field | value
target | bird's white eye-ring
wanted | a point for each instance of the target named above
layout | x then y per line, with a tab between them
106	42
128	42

────────

Assigned task.
Print each line of the data exactly. Keep all of it.

Result for this task.
field | value
target | bird's white eye-ring
wanted | a point for each instance of the target named above
layout | x then y per line, with a tab between them
106	42
128	42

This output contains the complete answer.